**Data items**:
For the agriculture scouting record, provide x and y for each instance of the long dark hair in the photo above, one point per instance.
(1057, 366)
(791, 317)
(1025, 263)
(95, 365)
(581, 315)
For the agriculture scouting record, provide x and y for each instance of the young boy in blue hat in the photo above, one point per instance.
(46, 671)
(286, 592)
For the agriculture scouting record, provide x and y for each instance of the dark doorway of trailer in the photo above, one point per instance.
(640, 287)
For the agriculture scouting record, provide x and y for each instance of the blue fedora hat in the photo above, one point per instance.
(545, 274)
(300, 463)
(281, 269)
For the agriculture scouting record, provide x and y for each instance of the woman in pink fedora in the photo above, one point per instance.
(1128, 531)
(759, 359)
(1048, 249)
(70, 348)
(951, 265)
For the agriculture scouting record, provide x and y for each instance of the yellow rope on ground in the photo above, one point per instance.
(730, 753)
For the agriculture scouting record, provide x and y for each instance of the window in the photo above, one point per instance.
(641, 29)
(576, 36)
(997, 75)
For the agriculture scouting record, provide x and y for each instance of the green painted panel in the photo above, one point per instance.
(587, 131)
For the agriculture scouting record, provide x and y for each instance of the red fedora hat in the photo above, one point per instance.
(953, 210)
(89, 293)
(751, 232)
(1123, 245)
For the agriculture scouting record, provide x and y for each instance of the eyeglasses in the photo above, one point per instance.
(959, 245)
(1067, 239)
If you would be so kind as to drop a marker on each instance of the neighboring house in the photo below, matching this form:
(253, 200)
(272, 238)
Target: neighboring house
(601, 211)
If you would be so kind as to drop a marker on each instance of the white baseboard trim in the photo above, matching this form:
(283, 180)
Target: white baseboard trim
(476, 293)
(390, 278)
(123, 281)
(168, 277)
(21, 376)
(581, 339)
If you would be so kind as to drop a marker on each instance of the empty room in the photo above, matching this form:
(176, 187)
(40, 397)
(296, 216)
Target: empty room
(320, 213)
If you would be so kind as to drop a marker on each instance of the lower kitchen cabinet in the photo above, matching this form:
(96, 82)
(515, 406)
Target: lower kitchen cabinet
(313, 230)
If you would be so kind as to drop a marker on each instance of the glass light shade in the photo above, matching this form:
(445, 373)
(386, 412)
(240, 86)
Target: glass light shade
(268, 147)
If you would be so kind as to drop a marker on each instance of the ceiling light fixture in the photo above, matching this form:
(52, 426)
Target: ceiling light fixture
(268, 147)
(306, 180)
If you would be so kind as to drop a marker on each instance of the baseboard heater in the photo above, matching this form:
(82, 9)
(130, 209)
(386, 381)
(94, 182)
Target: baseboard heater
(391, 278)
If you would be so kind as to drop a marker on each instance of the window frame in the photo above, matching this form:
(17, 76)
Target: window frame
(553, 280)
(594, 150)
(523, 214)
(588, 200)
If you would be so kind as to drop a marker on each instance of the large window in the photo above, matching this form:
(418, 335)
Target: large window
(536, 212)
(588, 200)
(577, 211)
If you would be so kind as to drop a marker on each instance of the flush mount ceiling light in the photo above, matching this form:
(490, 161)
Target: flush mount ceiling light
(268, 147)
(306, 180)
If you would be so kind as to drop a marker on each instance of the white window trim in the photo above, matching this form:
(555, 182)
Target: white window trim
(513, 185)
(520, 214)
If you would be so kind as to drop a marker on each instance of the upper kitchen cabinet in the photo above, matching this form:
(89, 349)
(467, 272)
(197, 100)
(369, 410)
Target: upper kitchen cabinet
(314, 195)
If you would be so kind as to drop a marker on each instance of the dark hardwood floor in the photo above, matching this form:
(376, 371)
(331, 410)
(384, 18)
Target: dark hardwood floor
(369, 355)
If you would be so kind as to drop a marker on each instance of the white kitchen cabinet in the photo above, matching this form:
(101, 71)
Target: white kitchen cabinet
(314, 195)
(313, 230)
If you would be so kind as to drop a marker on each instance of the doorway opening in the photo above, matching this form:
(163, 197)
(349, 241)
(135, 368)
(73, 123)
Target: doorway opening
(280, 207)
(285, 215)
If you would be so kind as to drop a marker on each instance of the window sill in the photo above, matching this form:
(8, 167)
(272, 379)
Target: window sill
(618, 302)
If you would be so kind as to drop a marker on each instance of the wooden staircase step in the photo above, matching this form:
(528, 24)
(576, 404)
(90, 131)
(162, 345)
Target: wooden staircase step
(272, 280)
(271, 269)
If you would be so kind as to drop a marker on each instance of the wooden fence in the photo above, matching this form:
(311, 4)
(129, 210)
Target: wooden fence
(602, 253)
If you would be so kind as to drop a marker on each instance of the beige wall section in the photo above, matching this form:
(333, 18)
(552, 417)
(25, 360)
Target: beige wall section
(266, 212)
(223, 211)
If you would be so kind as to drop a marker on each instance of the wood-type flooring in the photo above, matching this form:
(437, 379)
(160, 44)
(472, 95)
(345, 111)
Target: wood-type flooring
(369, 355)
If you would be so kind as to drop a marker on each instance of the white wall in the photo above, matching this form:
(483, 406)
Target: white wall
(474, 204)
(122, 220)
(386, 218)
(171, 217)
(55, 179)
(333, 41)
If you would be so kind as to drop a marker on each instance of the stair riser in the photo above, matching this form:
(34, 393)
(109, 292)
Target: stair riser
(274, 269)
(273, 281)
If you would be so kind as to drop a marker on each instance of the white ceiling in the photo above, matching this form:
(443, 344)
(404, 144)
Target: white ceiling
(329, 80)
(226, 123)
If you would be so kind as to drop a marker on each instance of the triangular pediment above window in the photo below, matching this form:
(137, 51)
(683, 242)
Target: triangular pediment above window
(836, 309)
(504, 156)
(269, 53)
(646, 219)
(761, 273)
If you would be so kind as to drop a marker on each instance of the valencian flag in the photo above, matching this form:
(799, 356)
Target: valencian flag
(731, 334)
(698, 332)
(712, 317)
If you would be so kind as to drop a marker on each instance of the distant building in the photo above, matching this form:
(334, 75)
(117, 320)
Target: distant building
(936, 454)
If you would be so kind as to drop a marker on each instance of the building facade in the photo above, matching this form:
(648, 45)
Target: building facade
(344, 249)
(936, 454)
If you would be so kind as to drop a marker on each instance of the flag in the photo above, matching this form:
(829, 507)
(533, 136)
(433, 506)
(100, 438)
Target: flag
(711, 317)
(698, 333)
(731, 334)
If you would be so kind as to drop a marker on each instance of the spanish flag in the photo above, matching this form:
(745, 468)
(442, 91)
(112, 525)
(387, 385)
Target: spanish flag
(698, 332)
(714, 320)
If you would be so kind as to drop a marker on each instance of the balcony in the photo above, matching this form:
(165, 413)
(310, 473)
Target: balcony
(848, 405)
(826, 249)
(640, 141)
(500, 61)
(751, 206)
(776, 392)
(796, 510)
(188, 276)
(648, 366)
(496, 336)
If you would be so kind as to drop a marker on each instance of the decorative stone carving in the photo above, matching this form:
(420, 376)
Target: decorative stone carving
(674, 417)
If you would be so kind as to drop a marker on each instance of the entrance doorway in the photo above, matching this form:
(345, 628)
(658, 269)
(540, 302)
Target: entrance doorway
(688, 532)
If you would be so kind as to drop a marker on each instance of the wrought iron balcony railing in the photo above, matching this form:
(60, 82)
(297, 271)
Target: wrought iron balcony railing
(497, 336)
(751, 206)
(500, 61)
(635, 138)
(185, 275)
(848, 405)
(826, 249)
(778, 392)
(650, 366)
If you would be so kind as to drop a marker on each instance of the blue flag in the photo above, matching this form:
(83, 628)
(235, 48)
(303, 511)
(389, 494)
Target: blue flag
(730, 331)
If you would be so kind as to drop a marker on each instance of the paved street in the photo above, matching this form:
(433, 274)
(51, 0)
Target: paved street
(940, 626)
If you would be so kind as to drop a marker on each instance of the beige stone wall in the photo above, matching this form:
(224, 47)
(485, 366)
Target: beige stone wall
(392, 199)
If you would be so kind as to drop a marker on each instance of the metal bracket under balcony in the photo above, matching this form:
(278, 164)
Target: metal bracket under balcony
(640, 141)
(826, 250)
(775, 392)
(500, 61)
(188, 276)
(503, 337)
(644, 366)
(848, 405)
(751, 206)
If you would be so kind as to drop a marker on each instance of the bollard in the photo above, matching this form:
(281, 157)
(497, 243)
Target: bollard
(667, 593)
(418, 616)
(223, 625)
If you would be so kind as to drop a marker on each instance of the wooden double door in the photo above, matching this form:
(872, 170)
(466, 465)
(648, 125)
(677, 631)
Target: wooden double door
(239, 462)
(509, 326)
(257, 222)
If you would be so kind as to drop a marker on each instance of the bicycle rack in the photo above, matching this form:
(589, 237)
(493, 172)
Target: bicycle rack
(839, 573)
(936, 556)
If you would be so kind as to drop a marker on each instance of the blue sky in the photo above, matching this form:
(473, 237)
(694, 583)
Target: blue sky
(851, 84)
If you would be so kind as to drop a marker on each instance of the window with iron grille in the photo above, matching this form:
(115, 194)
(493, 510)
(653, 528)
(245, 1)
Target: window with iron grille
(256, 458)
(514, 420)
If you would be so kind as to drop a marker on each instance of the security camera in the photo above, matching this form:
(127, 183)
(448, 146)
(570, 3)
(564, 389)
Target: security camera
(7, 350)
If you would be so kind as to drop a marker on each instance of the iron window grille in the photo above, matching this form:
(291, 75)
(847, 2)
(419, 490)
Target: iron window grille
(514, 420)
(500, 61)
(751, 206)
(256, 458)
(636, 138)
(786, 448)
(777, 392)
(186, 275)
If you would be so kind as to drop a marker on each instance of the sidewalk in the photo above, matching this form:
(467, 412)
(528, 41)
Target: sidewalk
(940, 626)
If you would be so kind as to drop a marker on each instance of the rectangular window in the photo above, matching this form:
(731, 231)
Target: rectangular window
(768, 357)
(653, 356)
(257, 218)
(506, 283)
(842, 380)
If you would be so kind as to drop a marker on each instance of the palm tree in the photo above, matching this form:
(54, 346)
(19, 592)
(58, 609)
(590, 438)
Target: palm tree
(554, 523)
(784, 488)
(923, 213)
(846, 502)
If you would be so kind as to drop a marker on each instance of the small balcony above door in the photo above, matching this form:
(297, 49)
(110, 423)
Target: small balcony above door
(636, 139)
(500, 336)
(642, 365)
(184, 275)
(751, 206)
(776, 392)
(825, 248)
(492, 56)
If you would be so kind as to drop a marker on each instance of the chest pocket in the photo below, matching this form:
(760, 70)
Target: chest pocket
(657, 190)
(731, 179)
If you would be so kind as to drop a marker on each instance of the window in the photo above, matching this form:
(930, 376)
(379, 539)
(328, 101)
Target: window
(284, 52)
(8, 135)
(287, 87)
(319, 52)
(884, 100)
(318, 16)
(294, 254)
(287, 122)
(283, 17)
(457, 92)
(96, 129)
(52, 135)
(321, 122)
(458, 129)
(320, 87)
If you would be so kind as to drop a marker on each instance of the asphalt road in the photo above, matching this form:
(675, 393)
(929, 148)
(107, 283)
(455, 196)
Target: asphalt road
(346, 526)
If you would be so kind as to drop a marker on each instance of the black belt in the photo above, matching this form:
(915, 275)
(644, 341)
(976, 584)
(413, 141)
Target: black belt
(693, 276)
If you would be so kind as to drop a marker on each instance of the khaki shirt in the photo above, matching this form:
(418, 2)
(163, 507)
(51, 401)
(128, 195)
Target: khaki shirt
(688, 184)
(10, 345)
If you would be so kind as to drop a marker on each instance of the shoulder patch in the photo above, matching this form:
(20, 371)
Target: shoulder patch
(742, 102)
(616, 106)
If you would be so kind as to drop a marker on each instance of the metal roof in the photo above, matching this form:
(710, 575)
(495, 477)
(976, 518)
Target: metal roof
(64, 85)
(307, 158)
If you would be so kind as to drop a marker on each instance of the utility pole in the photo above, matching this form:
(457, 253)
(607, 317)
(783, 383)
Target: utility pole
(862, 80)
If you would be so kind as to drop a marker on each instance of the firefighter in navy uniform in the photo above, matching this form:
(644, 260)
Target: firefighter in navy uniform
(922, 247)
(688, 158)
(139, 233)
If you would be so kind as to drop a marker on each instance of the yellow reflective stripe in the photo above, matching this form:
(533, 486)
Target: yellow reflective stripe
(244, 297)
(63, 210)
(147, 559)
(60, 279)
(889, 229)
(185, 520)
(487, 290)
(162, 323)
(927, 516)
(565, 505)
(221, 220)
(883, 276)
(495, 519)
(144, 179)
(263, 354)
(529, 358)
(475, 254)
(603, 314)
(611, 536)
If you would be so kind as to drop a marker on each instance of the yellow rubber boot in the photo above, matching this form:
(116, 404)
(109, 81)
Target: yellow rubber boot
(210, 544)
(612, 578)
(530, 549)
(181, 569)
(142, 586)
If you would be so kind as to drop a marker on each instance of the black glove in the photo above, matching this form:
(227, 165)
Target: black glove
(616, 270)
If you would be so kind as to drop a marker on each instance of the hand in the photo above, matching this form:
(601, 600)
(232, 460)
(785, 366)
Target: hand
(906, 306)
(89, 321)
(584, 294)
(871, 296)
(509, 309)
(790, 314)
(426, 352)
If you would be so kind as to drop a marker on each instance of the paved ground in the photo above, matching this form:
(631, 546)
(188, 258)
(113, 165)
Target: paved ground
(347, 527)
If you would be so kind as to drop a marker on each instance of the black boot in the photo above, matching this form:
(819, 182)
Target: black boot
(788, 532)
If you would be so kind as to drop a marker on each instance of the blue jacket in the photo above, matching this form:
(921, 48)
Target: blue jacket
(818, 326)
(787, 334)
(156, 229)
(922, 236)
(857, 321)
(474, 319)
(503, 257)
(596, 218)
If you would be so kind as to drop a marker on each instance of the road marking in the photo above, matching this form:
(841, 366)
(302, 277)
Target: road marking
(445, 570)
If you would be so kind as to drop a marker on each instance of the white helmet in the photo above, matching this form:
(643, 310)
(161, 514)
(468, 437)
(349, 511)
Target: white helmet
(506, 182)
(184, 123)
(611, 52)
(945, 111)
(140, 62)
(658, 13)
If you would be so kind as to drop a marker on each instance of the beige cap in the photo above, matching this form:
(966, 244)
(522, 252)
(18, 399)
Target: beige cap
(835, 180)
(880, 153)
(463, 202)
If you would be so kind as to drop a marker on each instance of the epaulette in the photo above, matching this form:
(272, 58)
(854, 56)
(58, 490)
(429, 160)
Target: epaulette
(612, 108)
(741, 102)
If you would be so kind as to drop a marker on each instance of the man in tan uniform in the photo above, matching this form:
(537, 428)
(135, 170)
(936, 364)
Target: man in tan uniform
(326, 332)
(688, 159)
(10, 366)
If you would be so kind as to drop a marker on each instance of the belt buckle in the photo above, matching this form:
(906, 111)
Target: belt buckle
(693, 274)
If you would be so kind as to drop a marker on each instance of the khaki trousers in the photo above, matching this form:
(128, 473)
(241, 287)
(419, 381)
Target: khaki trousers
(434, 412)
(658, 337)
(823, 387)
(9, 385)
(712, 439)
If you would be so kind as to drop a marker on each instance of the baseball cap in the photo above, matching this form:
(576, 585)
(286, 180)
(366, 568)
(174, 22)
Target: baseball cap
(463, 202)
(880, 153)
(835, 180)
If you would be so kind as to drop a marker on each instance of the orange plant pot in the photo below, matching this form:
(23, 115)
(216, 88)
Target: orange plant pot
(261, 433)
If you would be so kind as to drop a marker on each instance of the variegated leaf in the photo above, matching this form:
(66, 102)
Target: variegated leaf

**Exercise**: Identify every line above with the string "below" in it. Copy those lines.

**Your solution**:
If you would be so kind as to drop a marker on each instance of the neighboring house in the photo below, matching this form:
If you would be so kind as to drop a marker on each instance of the triangular pediment above window in the photo below, matching this form:
If you would be so kind as to drop a marker on each instance of the chest pocket in the photo below, matching this form:
If you would be so kind as to drop a marker on each instance of the orange plant pot in the photo below, matching this form:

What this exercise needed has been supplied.